Task >> Take the listing below and print exactly the lines starting at the line containing "Can you find the snowy" and ending at the line containing "Can you find the red ski", both ends included, and no others.

Extracted data >>
○ ○ ○ ○ ○

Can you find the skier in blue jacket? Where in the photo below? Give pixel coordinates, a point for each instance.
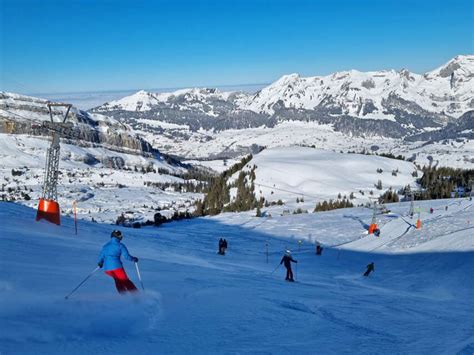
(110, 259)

○ ○ ○ ○ ○

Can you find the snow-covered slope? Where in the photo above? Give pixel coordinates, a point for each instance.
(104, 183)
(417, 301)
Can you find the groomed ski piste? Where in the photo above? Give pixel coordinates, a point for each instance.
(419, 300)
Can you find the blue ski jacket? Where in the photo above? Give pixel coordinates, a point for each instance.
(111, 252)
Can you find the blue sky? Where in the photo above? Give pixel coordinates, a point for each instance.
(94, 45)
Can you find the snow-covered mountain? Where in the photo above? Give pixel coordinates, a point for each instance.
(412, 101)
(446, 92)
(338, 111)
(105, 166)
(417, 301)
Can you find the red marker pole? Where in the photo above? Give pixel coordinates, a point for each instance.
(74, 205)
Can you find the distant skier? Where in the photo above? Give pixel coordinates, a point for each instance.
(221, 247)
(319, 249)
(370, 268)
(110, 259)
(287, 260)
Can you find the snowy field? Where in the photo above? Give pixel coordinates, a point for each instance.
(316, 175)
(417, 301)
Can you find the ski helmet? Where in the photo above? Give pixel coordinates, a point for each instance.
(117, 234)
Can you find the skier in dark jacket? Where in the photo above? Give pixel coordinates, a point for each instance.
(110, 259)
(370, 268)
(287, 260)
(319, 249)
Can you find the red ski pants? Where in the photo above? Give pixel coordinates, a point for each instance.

○ ○ ○ ○ ○

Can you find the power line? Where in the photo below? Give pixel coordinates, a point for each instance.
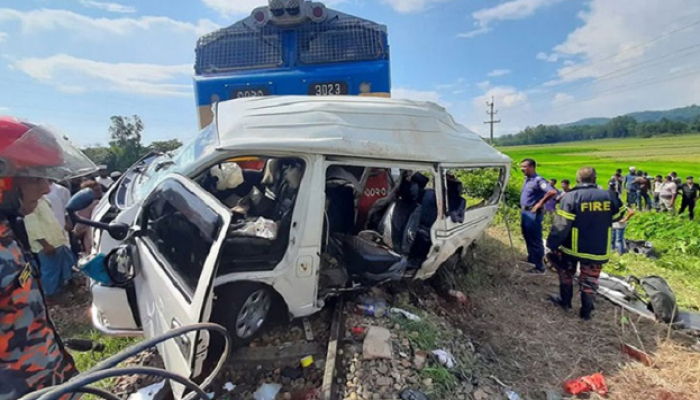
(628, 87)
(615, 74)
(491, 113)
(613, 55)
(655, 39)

○ ○ ○ ○ ○

Task answer >>
Can you find the snowy field? Where in the photo above? Give pixel coordinates, a point for each instance.
(316, 175)
(417, 301)
Can you find the ski helmet? Where in the photo above? Give pixel coordinates, a point for each instance.
(117, 234)
Can you find the skier in dark jacket? Where in the photo above? Give pixel coordinates, a point for each instance.
(110, 259)
(370, 268)
(287, 260)
(319, 249)
Can you find the red ski pants? Where in the photo above? Give pixel coordinates, a point for each instance.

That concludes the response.